- _AIM OF THE TASK_
Copy out the passage on nihilism word for word, from "All testing, all" up to and including "life (1969: 16).".

----- DOCUMENT PASSAGE -----

This problem is at the centre of the so-called crisis of social sciences in late- or post- modernity. It was recognised in Hume’s time as the argument that without God there would be no way of guaranteeing our demarcation of good from evil, and ultimately nothing to give human life secure meaning; nihilism threatened.15 It continues to do so; how is it countered? Hume appeared to advocate a stoic acceptance of some natural flow underlying life’s ultimate mystery. The converse argument of Nietzsche – to take courage and create our own ‘truths’ – has been seen to lead to irrational programmes. An alternative pragmatic solution is that of the later Wittgenstein, who accepts that we will never reach a foundation of absolute truth, thus we simply should work on the basis of one or other system. In On Certainty Wittgenstein holds:

All testing, all confirmation and disconfirmation of a hypothesis takes place already within a system. And this system is not a more or less arbitrary and doubtful point of departure for all our arguments: no, it belongs to the essence of what we call an argument. The system is not so much the point of departure, as the element in which arguments have their life (1969: 16).

----- GIVEN RECORDS -----

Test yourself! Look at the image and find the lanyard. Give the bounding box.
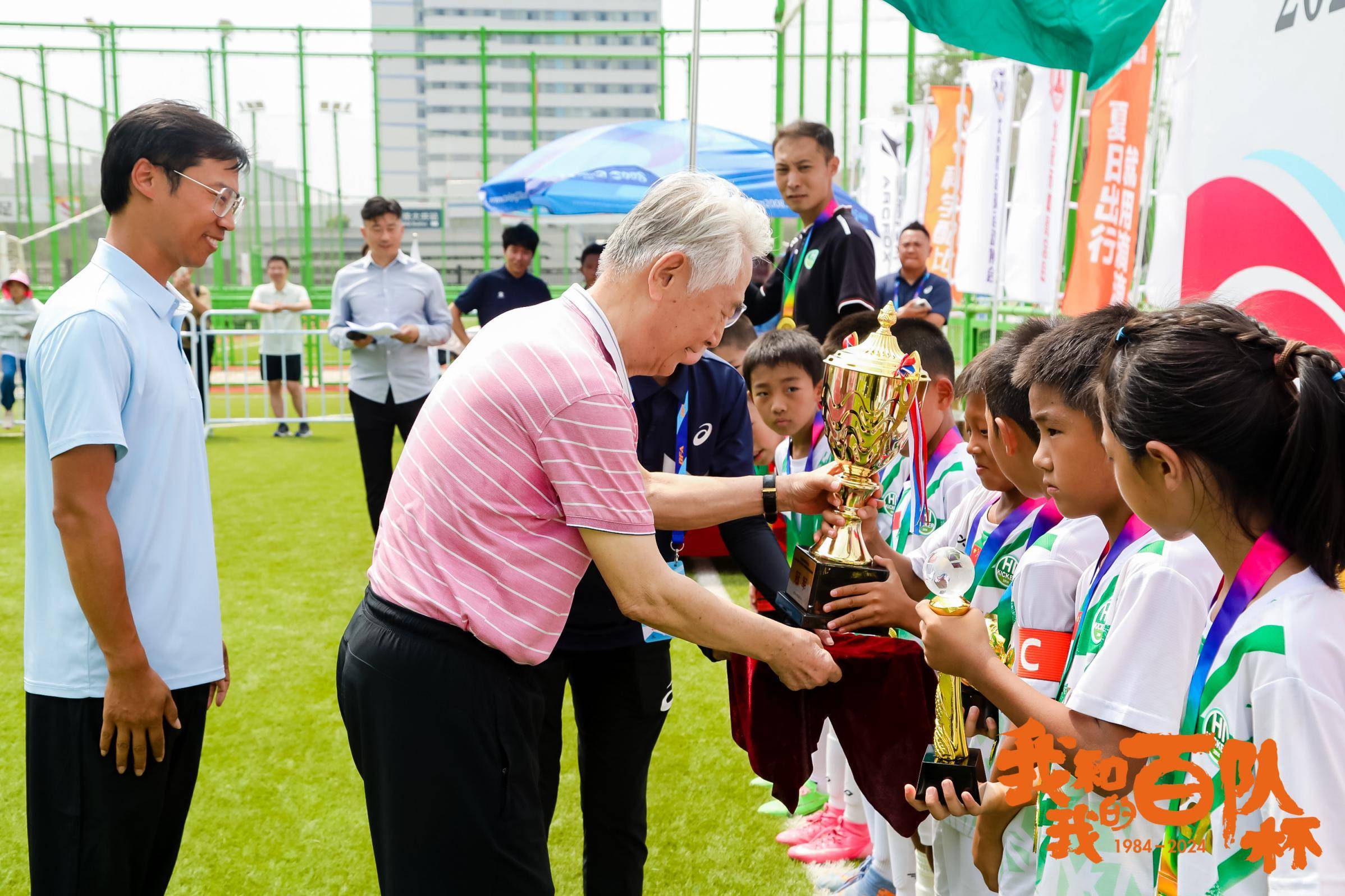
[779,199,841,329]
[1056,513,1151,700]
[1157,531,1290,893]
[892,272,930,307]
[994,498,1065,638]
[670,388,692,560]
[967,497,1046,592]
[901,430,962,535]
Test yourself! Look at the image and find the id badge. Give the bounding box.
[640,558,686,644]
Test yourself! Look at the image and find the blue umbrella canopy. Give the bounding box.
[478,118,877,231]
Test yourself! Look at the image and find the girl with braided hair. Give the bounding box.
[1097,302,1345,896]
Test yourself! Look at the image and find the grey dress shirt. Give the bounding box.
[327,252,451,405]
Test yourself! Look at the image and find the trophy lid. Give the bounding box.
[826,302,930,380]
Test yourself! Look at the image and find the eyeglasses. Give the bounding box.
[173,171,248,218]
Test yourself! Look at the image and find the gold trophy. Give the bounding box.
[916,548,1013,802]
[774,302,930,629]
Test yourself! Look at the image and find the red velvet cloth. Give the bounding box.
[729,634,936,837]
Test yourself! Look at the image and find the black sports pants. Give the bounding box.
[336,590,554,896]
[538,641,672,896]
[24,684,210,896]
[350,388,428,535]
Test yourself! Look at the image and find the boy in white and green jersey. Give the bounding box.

-----

- _SOLUTION FOR THIS EXERCISE_
All testing, all confirmation and disconfirmation of a hypothesis takes place already within a system. And this system is not a more or less arbitrary and doubtful point of departure for all our arguments: no, it belongs to the essence of what we call an argument. The system is not so much the point of departure, as the element in which arguments have their life (1969: 16).